▶ _Problem details_
Convert every line of the items below into a Markdown table with the columns Row and Line, numbering each row and skipping blank lines. Leave the pictures out of the table.

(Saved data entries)

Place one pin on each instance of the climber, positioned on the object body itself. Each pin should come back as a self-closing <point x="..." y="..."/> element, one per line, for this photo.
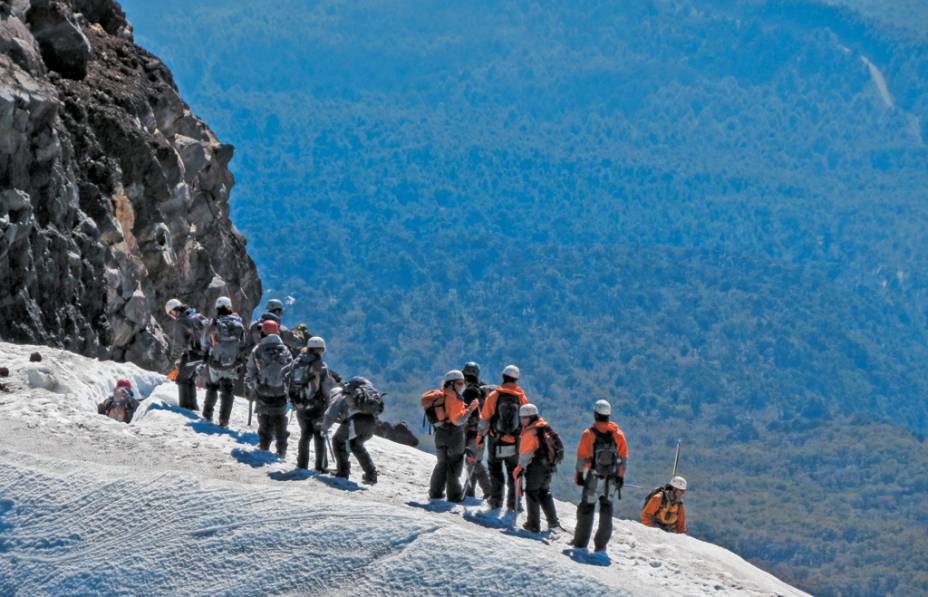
<point x="224" y="338"/>
<point x="447" y="413"/>
<point x="121" y="406"/>
<point x="664" y="507"/>
<point x="355" y="407"/>
<point x="188" y="350"/>
<point x="266" y="378"/>
<point x="311" y="387"/>
<point x="499" y="420"/>
<point x="601" y="459"/>
<point x="474" y="390"/>
<point x="540" y="451"/>
<point x="275" y="313"/>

▶ _Answer to the task_
| Row | Line |
|---|---|
| 1 | Place one pin on each instance of the climber, positioned on the object body itself. Each pin should come back as a self-closing <point x="..." y="..."/> element, one per line, for this photo. |
| 2 | <point x="224" y="338"/> |
| 3 | <point x="447" y="413"/> |
| 4 | <point x="121" y="406"/> |
| 5 | <point x="664" y="507"/> |
| 6 | <point x="355" y="407"/> |
| 7 | <point x="188" y="350"/> |
| 8 | <point x="266" y="378"/> |
| 9 | <point x="311" y="387"/> |
| 10 | <point x="499" y="420"/> |
| 11 | <point x="601" y="459"/> |
| 12 | <point x="474" y="390"/> |
| 13 | <point x="540" y="451"/> |
| 14 | <point x="275" y="313"/> |